__Exercise inputs__:

+===+

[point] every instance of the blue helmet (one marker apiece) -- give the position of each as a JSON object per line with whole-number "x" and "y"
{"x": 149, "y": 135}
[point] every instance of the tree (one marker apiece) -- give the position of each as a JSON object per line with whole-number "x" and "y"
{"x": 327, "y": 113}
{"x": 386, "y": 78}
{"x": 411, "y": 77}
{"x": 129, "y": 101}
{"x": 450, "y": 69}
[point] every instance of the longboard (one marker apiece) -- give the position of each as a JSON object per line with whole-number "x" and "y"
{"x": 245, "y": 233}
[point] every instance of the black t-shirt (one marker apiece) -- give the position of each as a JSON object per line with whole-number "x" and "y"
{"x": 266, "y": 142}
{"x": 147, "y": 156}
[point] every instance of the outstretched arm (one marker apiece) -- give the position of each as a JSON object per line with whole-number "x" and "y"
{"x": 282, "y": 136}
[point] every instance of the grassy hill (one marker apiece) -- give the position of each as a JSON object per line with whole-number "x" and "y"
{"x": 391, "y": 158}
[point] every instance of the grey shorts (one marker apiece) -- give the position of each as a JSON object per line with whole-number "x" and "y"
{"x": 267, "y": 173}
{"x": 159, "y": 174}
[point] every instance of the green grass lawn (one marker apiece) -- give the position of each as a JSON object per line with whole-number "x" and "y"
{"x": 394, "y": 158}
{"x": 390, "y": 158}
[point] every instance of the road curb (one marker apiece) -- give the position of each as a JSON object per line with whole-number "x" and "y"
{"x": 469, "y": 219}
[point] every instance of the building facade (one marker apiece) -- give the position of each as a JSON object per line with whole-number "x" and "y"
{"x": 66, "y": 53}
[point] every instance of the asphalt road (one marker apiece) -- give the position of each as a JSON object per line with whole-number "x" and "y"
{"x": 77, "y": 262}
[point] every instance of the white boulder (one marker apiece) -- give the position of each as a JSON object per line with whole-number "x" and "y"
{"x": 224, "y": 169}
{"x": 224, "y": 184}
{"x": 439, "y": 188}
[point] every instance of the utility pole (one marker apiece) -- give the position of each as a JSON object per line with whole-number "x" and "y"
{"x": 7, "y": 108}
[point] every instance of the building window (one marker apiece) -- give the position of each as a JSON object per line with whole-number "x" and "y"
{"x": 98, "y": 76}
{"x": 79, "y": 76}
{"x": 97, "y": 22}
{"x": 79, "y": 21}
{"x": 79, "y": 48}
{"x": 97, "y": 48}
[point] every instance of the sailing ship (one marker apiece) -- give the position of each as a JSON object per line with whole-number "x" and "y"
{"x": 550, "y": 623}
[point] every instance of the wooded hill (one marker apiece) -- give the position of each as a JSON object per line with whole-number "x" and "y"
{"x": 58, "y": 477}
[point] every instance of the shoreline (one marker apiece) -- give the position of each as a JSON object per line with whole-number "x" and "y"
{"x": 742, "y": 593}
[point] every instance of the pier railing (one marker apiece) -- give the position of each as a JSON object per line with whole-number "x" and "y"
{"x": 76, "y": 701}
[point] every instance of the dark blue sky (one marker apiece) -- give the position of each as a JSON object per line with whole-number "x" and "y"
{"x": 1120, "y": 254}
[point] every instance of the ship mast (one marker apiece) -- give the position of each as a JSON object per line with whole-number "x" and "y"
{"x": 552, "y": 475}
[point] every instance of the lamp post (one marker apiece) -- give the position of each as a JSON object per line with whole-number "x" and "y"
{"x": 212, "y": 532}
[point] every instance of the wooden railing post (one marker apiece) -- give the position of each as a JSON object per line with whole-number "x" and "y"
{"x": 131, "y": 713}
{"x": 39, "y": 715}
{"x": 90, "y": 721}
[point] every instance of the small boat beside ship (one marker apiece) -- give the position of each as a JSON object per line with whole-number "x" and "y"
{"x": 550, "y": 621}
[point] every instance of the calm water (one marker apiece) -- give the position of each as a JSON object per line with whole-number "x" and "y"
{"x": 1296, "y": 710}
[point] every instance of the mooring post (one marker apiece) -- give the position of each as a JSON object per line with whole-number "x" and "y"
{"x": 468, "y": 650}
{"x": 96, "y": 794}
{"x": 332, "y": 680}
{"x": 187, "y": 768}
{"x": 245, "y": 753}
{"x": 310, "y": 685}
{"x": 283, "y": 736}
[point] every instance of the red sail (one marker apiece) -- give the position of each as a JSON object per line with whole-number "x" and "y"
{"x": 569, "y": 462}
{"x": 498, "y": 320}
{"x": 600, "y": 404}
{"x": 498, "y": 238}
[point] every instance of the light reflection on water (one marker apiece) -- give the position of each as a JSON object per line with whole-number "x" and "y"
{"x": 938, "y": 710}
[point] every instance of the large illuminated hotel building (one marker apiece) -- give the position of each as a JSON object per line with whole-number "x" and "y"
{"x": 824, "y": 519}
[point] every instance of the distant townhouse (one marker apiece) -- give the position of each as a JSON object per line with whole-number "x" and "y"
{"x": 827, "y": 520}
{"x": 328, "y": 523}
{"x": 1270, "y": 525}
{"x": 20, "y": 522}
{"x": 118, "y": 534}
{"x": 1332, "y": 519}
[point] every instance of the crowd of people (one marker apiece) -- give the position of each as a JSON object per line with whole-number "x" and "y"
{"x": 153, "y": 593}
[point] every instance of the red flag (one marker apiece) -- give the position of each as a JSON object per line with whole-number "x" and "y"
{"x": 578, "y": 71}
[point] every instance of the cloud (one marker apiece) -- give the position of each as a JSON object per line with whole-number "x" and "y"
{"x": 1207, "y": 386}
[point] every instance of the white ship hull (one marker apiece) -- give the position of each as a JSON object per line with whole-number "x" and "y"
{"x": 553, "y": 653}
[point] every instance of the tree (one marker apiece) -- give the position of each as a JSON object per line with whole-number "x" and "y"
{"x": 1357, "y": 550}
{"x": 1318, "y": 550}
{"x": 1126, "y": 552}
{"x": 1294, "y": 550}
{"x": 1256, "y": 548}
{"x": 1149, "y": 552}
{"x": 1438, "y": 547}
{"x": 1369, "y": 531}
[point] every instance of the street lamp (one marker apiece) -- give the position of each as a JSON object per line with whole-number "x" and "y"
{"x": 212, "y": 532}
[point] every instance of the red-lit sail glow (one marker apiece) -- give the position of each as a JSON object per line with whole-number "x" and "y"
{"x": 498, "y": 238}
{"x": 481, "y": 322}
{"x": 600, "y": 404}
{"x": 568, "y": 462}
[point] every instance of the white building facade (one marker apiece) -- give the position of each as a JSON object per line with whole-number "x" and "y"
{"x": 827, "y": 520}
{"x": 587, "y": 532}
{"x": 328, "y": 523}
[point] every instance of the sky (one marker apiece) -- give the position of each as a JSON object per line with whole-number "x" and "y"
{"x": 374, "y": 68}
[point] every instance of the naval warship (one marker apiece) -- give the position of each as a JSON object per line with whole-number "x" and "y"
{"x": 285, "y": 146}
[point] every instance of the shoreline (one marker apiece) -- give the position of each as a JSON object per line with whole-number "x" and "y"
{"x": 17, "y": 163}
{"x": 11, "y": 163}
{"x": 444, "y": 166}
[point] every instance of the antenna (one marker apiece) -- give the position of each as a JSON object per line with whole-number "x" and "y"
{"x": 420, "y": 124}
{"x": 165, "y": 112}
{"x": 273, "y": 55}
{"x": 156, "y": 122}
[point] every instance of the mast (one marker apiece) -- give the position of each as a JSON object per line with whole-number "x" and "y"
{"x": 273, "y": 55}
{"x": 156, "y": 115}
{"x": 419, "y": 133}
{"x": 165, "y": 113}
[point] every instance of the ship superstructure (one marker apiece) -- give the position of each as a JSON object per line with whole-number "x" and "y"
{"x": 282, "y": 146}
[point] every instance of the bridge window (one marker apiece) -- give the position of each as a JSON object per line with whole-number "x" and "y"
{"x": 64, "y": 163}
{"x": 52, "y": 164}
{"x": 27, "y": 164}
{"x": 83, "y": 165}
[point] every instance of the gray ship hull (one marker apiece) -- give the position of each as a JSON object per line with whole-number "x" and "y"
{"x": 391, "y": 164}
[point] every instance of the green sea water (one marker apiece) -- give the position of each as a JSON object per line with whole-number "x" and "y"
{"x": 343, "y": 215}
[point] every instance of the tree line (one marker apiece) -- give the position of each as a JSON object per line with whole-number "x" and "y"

+===+

Copy out exactly the lines between the line with "[point] every instance of the sky" and the last line of the entries, counting both of those lines.

__Exercise output__:
[point] every instance of the sky (one marker apiece) -- give the position of each as a JSON object per line with whole-number "x" and "y"
{"x": 374, "y": 68}
[point] every instance of the naval warship (one marker apiece) -- give the position of each as a JSON object per line with whole-number "x" and "y"
{"x": 285, "y": 146}
[point] every instance of the shoreline (one marker apiece) -- give the position of each as a JSON object per line with whole-number "x" and "y"
{"x": 17, "y": 163}
{"x": 11, "y": 163}
{"x": 444, "y": 166}
[point] every instance of the antenna (one marker apiece) -- give the position of each as a JSON object per line with whole-number "x" and "y"
{"x": 420, "y": 124}
{"x": 165, "y": 112}
{"x": 273, "y": 55}
{"x": 156, "y": 122}
[point] every instance of the mast (one marker apiece) -- give the position of each as a JSON object per line with whole-number "x" and "y"
{"x": 273, "y": 55}
{"x": 156, "y": 115}
{"x": 419, "y": 133}
{"x": 165, "y": 113}
[point] every instance of the ship superstructure (one marker apiece) -- give the position of each as a JSON object per line with whole-number "x" and "y"
{"x": 282, "y": 146}
[point] every instance of the bridge window (one marker apiece) -- give the position of each as a JSON object per line with whole-number "x" and "y"
{"x": 64, "y": 163}
{"x": 52, "y": 164}
{"x": 27, "y": 164}
{"x": 83, "y": 165}
[point] every instance of the gray ship hull (one marker apiece) -- give the position of each as a JSON object per line with whole-number "x" and "y"
{"x": 391, "y": 164}
[point] every instance of the green sea water (one marker apiece) -- give the position of each as a JSON object per line with whole-number "x" and "y"
{"x": 343, "y": 215}
[point] every instance of the tree line (one marker apiece) -- give the position of each as a JSON object per line with whole-number "x" and "y"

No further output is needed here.